→ **EXERCISE DETAILS**
Pull out every line of the material that holds the word "seat" and copy each one.

Data pulled from a collection
>> start
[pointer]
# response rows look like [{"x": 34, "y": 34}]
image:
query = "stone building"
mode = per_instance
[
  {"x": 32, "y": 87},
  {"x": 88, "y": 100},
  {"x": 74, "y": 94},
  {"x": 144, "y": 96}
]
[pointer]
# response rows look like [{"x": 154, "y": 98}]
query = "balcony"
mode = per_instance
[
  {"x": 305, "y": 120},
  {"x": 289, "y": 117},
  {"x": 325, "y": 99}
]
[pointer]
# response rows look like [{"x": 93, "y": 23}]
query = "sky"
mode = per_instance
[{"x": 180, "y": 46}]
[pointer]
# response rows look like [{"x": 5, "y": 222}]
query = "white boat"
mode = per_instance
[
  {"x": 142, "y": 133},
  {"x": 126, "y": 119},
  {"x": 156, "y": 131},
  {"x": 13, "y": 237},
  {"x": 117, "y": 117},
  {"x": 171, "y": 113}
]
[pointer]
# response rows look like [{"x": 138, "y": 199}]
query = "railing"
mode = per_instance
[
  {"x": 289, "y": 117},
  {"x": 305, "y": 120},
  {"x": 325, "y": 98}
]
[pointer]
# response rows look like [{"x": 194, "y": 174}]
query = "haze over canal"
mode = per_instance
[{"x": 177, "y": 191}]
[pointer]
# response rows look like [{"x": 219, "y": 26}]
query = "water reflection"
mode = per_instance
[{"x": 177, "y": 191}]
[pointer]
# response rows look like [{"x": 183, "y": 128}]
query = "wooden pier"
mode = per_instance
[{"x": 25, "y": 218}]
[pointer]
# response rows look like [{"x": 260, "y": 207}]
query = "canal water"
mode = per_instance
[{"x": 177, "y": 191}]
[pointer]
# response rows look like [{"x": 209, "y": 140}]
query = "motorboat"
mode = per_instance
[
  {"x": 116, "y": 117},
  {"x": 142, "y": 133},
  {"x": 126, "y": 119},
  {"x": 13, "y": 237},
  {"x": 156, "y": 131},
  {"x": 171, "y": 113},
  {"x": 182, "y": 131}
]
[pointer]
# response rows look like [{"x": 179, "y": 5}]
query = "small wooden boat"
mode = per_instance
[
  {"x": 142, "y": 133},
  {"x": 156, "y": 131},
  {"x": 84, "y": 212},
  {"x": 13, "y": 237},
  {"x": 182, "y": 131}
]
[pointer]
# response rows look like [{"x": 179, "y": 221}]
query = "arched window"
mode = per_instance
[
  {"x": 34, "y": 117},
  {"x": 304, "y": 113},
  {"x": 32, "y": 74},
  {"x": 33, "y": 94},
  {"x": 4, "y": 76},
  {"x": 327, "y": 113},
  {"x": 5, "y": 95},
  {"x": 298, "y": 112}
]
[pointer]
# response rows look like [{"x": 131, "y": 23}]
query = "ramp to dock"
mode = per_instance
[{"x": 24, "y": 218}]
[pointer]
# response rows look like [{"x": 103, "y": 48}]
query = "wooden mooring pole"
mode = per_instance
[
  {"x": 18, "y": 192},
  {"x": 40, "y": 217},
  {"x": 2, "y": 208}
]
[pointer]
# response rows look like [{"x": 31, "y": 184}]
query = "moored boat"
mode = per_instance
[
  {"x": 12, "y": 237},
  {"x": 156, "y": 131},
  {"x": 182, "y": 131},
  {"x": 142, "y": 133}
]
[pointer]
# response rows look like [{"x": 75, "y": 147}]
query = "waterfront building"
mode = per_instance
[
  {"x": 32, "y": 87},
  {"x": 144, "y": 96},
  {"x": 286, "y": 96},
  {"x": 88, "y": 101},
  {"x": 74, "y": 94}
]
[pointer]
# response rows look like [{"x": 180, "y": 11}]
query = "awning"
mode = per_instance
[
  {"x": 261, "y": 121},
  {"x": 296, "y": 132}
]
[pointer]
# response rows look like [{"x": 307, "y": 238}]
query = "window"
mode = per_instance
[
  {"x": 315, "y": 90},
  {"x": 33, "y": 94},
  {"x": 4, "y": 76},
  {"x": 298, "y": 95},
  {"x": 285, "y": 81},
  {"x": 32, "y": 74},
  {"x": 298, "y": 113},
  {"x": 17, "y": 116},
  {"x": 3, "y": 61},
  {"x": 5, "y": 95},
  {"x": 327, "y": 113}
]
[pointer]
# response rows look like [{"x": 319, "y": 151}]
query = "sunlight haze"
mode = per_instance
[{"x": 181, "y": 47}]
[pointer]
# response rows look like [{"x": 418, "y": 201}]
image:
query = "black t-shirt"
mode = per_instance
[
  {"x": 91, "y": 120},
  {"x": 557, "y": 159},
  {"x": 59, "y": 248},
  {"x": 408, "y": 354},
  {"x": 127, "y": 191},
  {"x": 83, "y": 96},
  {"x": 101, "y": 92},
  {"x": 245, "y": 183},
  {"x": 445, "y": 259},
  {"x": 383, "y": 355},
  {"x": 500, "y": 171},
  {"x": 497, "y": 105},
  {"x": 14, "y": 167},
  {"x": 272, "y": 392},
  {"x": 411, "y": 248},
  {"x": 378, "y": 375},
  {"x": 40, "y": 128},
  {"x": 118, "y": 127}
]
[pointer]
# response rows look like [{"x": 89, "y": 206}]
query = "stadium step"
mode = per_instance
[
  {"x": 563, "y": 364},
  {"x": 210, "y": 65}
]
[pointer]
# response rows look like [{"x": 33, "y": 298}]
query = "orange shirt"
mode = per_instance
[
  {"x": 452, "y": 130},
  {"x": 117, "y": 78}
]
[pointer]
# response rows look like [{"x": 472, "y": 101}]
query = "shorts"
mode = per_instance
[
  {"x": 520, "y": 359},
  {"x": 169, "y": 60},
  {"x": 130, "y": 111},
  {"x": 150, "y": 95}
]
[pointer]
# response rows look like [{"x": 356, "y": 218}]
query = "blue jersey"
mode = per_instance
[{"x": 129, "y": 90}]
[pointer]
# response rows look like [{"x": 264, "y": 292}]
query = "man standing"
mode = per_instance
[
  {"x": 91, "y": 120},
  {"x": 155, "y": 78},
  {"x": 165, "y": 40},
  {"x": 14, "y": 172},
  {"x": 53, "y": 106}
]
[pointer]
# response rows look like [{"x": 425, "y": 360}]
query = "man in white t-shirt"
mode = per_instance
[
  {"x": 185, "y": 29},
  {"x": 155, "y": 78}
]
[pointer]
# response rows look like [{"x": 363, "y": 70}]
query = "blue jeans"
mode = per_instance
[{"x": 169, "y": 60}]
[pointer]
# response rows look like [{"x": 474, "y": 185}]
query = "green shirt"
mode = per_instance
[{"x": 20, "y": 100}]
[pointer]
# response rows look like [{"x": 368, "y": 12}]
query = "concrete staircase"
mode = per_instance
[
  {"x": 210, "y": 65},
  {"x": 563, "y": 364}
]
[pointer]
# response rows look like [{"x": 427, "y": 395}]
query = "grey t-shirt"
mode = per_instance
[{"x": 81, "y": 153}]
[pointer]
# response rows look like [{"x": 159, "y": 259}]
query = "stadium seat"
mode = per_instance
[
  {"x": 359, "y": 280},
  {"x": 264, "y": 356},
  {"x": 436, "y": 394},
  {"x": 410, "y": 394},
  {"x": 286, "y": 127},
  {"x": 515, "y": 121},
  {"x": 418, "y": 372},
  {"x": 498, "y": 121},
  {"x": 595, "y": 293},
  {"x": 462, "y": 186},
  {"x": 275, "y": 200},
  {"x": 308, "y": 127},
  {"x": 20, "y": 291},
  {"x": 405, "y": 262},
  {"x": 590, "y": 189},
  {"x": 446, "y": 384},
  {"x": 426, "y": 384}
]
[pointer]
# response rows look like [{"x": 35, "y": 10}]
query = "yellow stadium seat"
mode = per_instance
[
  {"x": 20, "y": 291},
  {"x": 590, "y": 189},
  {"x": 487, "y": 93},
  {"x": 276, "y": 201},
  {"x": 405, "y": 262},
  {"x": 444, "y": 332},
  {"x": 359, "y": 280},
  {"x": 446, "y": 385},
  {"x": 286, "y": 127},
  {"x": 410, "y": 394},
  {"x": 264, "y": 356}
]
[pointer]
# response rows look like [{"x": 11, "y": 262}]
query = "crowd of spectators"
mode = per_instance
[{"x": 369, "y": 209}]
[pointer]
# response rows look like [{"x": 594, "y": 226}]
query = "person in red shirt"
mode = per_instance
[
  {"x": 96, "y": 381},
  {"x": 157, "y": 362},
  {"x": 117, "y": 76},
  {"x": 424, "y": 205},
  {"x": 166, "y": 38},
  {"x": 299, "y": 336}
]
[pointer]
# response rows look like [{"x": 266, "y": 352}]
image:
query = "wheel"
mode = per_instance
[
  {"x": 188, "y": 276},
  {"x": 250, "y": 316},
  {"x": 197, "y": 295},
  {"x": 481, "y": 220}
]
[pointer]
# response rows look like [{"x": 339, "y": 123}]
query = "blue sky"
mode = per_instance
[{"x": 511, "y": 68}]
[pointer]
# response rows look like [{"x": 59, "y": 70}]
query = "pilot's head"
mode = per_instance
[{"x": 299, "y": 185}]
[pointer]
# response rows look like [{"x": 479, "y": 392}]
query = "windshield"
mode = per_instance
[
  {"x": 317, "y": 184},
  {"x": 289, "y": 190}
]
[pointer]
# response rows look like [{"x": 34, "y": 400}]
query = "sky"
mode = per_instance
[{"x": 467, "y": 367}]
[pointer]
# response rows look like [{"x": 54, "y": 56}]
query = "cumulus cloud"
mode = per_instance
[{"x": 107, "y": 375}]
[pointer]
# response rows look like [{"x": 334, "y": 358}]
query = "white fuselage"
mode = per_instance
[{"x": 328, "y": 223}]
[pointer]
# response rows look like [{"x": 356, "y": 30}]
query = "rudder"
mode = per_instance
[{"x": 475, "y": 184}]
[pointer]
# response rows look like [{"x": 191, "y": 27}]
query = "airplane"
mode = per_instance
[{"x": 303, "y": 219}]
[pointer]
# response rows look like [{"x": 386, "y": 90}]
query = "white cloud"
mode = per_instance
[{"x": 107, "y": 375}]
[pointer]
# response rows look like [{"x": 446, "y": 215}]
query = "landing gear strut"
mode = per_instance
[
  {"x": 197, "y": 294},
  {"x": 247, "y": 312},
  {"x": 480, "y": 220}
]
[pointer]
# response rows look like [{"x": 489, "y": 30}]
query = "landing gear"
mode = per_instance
>> end
→ **CORRECT ANSWER**
query = "stadium seat"
query = "yellow stadium seat"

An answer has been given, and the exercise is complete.